Votre tâche: Relevez dans le matériau ci-dessous chaque ligne qui contient le mot « kingfisher », puis recopiez-la.

Données:

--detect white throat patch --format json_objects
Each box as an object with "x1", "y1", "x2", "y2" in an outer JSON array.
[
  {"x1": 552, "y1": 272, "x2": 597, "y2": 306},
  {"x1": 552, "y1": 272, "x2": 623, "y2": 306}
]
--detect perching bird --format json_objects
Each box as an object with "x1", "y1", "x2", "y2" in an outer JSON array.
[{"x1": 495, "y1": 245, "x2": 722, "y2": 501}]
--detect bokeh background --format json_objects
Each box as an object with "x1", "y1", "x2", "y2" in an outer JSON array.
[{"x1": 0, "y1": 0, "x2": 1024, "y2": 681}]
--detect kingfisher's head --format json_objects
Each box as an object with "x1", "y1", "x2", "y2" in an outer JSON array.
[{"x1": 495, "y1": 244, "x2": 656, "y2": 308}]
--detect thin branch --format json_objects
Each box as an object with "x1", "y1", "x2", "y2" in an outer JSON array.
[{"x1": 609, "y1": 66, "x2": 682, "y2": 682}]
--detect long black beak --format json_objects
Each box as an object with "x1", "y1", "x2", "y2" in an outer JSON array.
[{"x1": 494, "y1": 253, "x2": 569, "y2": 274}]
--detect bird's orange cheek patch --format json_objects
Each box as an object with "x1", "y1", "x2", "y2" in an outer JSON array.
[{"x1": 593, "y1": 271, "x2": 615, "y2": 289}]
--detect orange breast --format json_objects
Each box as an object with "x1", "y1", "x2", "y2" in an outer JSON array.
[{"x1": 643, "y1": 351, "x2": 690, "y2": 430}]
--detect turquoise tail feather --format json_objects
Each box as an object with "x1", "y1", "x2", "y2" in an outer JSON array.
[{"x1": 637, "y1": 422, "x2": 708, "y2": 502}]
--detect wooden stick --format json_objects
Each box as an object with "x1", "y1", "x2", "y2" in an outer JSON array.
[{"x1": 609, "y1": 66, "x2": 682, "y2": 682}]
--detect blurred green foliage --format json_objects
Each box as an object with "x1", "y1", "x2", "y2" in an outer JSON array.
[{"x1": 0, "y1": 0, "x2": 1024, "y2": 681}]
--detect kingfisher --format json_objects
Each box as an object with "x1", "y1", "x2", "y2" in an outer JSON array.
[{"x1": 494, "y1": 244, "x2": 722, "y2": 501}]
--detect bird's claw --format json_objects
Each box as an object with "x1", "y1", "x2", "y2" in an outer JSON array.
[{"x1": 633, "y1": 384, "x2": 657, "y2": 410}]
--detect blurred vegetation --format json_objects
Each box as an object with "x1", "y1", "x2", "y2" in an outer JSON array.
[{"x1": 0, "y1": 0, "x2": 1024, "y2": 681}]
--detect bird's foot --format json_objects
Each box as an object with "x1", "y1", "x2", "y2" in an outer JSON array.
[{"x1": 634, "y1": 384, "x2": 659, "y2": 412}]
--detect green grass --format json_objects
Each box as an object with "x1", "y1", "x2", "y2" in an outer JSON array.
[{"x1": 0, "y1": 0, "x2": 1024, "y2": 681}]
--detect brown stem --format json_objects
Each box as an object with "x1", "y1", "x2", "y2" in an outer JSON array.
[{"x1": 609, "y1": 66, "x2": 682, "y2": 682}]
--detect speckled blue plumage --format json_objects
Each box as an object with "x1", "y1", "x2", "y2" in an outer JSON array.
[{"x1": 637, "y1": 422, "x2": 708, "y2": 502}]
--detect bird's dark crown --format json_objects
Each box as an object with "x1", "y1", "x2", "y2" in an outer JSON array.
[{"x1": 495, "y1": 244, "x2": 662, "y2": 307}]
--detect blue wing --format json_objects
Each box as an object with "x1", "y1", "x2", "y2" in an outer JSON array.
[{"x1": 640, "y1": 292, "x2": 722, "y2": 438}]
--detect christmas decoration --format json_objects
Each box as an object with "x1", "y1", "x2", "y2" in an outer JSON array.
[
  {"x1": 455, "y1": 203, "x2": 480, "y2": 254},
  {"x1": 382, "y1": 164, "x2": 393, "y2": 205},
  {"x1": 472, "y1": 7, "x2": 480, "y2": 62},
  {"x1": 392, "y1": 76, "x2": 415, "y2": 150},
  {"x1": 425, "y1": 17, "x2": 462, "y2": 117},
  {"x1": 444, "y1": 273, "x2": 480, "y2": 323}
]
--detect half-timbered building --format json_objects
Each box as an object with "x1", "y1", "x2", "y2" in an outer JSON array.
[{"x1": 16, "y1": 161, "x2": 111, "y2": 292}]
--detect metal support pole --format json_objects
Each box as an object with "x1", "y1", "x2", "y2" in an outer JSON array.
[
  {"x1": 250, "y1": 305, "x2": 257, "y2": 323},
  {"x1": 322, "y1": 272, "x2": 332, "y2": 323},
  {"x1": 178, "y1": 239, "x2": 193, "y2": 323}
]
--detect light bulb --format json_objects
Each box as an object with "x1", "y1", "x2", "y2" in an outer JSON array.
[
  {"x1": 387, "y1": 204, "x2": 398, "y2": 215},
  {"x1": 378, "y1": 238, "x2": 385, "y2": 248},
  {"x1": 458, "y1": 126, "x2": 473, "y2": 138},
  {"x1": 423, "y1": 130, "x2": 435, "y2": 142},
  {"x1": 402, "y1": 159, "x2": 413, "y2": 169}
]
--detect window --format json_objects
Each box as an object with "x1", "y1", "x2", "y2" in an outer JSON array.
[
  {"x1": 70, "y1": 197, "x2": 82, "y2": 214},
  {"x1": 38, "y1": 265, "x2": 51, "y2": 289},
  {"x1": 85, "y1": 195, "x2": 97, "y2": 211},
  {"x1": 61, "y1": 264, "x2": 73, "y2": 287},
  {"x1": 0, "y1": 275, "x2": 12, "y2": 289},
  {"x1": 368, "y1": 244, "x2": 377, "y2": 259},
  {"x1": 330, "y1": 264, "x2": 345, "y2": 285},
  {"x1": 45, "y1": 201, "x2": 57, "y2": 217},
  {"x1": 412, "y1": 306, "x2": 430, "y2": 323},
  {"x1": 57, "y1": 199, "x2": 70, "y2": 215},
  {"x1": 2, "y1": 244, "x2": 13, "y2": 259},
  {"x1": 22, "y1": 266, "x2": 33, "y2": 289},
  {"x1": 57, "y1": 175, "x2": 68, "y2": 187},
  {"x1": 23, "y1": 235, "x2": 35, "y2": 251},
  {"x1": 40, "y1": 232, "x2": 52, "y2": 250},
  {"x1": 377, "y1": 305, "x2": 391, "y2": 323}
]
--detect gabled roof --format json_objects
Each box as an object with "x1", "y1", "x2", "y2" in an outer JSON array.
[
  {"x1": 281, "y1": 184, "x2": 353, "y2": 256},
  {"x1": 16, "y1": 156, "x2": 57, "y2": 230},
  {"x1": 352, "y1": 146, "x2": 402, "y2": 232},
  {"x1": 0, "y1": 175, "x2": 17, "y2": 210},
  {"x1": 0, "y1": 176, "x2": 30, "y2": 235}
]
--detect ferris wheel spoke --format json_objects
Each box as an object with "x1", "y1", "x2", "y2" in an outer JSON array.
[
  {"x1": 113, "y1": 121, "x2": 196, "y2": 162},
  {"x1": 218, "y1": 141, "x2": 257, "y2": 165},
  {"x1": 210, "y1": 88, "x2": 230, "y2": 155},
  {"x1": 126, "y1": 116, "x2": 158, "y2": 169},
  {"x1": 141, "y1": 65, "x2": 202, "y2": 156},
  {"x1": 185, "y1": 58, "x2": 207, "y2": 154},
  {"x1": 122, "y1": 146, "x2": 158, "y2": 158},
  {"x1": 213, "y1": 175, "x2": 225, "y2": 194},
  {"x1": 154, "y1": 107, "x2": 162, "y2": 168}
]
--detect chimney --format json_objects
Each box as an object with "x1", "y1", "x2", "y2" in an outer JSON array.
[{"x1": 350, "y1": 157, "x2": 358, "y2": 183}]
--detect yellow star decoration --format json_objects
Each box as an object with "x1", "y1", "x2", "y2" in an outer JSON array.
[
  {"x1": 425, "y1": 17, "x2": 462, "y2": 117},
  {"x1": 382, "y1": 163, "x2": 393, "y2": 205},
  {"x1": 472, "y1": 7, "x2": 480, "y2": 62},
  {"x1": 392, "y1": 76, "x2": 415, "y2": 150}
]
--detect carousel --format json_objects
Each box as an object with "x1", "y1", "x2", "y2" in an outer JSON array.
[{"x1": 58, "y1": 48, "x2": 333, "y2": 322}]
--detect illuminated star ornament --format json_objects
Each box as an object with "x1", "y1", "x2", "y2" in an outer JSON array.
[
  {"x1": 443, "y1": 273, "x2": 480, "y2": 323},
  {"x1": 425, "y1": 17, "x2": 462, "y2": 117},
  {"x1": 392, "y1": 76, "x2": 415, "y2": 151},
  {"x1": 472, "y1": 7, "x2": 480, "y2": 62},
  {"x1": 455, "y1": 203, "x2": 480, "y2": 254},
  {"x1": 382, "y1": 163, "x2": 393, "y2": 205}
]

Résultat:
--detect kingfisher's head --format json_objects
--detect kingfisher --format json_objects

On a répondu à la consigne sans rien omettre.